EXCERPTED PASSAGE ::
------------------------------------------------------------------------

Personal information
- Native name: 冯紫琪
- Born: June 29, 1999 (age 27) Guangzhou, Guangdong, China

Sport
- Country: China
- Sport: Amateur wrestling
- Weight class: 50 kg
- Event: Freestyle

Medal record
Women's freestyle wrestling
Representing China
Olympic Games
| Bronze medal – third place | 2024 Paris | 50 kg |
World Championships
| Bronze medal – third place | 2023 Belgrade | 50 kg |
Asian Championships
| Silver medal – second place | 2024 Bishkek | 50 kg |
| Bronze medal – third place | 2023 Astana | 50 kg |
| Bronze medal – third place | 2026 Bishkek | 50 kg |
World U23 Championships
| Silver medal – second place | 2019 Budapest | 50 kg |

= Feng Ziqi =

Chinese freestyle wrestler

Feng Ziqi (born June 29, 1999) is a Chinese freestyle wrestler. She won a bronze medal in the 50 kg event at the 2023 World Wrestling Championships held in Belgrade, Serbia, and again the 50 kg event at the 2024 Summer Olympics held in Paris, France.

------------------------------------------------------------------------

Stored dataset items ::
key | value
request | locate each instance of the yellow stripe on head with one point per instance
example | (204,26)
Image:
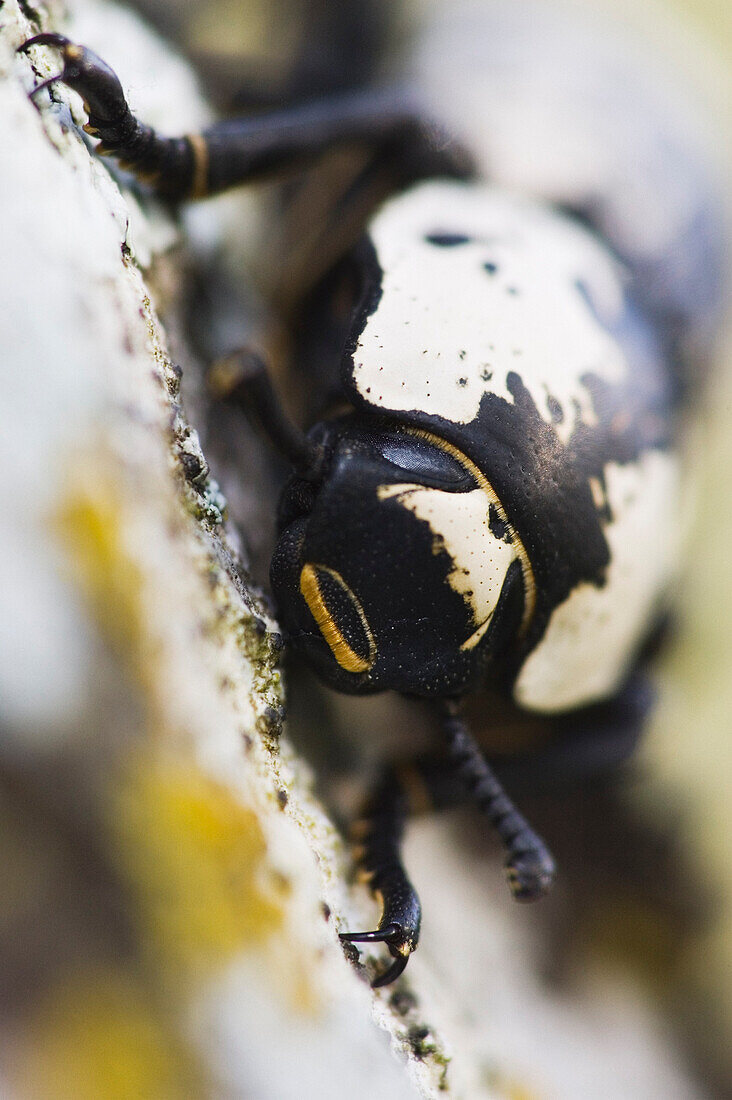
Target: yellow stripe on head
(346,656)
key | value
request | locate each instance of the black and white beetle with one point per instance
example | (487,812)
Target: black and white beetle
(490,498)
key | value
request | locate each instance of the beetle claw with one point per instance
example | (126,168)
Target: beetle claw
(396,939)
(50,39)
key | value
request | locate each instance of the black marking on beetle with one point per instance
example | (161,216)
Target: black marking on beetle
(446,240)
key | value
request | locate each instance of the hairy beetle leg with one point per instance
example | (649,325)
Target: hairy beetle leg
(243,380)
(530,866)
(173,166)
(378,840)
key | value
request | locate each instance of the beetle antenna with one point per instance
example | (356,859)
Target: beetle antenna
(530,865)
(243,380)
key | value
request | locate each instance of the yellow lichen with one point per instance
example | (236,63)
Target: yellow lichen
(100,1035)
(90,521)
(195,860)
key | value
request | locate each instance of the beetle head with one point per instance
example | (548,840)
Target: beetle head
(394,569)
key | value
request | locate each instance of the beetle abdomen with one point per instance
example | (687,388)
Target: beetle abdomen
(504,330)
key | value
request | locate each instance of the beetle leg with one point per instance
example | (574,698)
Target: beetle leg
(239,151)
(243,380)
(379,840)
(168,164)
(530,866)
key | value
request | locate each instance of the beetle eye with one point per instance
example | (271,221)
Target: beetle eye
(340,617)
(421,457)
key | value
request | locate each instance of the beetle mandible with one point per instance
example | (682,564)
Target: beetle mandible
(517,332)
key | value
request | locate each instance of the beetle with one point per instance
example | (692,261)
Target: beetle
(489,496)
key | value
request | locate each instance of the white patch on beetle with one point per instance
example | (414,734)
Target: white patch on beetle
(459,523)
(454,321)
(592,636)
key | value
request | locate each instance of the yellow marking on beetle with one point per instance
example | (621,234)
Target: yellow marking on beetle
(199,149)
(310,590)
(477,473)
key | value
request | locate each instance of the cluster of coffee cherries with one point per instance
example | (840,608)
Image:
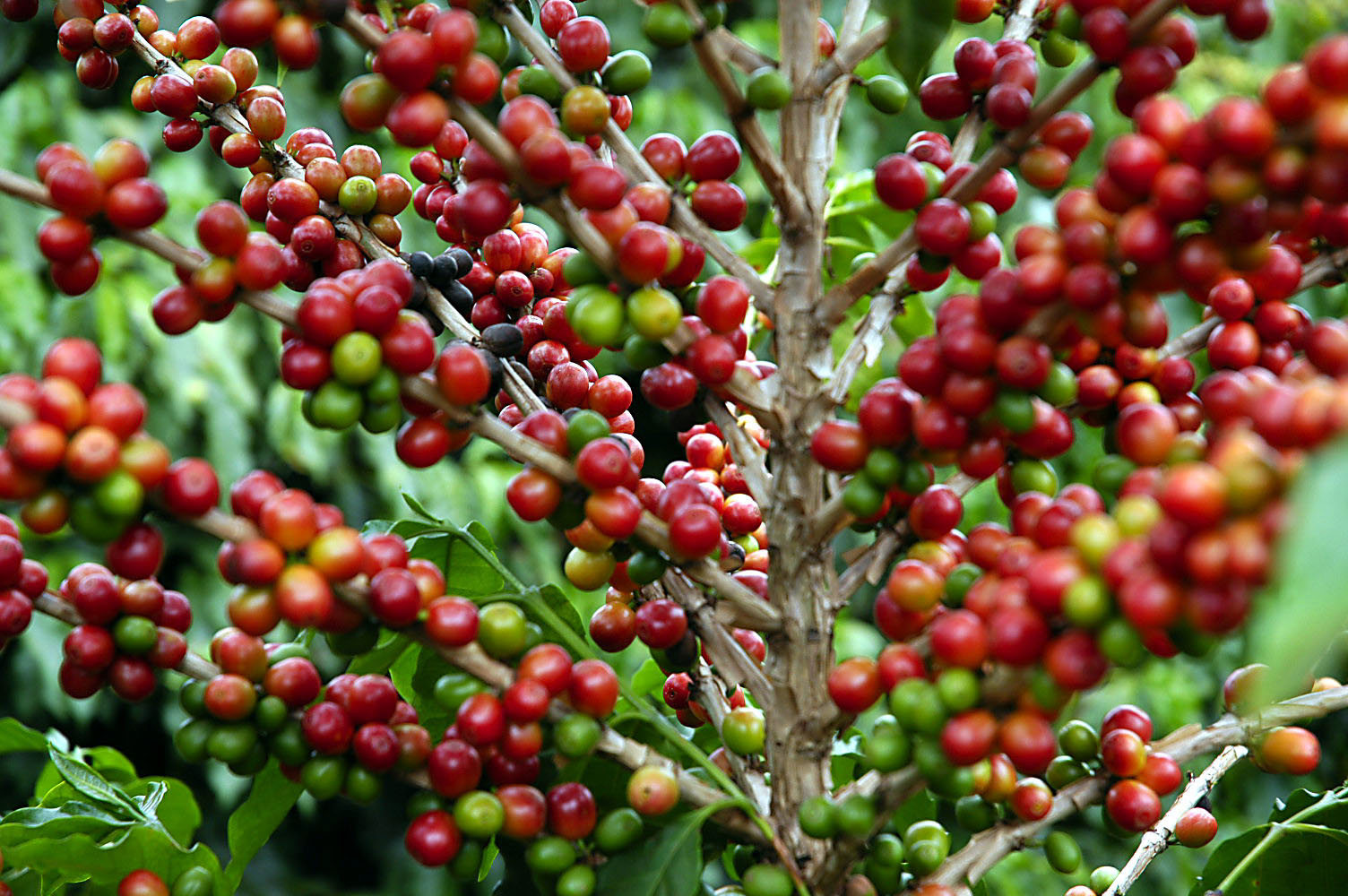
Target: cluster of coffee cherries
(193,85)
(1142,775)
(109,192)
(946,230)
(704,171)
(1150,64)
(1000,77)
(583,45)
(304,553)
(78,456)
(352,344)
(131,628)
(960,391)
(291,208)
(238,260)
(291,31)
(93,39)
(255,708)
(609,467)
(23,581)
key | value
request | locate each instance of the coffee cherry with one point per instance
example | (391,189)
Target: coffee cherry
(433,839)
(1133,806)
(1196,828)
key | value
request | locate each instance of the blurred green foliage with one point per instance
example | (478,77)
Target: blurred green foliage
(214,392)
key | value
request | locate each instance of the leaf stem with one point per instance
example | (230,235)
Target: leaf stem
(1277,831)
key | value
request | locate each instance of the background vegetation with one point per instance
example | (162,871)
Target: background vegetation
(216,393)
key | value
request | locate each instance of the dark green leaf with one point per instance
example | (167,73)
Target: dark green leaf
(78,857)
(917,29)
(1307,604)
(253,823)
(649,678)
(419,510)
(415,674)
(1301,852)
(668,864)
(489,855)
(88,781)
(16,737)
(391,646)
(69,818)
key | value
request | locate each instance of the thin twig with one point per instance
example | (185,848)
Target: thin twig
(738,51)
(1157,840)
(847,58)
(748,457)
(732,662)
(762,154)
(1002,154)
(681,216)
(989,848)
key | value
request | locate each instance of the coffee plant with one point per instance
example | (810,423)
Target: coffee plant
(860,393)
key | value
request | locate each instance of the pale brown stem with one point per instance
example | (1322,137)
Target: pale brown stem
(732,663)
(739,53)
(1002,154)
(766,160)
(989,848)
(748,457)
(630,158)
(799,732)
(1157,840)
(847,56)
(1196,337)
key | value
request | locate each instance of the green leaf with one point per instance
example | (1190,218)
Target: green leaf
(391,646)
(88,781)
(107,860)
(489,855)
(414,676)
(917,29)
(649,678)
(419,510)
(174,806)
(253,823)
(468,572)
(1300,852)
(1307,604)
(562,612)
(72,817)
(16,737)
(668,864)
(914,321)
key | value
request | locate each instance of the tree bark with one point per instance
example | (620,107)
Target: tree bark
(799,743)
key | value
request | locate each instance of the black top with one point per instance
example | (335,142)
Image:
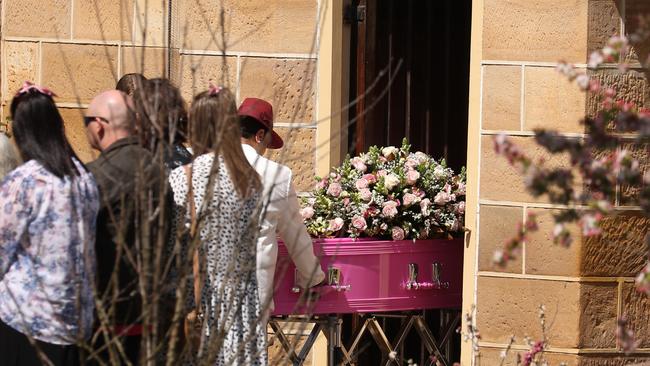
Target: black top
(120,171)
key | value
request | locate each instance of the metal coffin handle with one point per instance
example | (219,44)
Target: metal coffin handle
(333,281)
(413,284)
(436,270)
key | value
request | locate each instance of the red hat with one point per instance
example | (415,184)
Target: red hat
(262,111)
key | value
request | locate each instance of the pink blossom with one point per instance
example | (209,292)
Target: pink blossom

------------------------------------------------------------------------

WHAT THE TASK ASKS ::
Retype the stretch of the Feng Ziqi profile from "Feng Ziqi (born" through "in Paris, France." word for word.

RESULT OF THE EXERCISE ::
Feng Ziqi (born June 29, 1999) is a Chinese freestyle wrestler. She won a bronze medal in the 50 kg event at the 2023 World Wrestling Championships held in Belgrade, Serbia, and again the 50 kg event at the 2024 Summer Olympics held in Paris, France.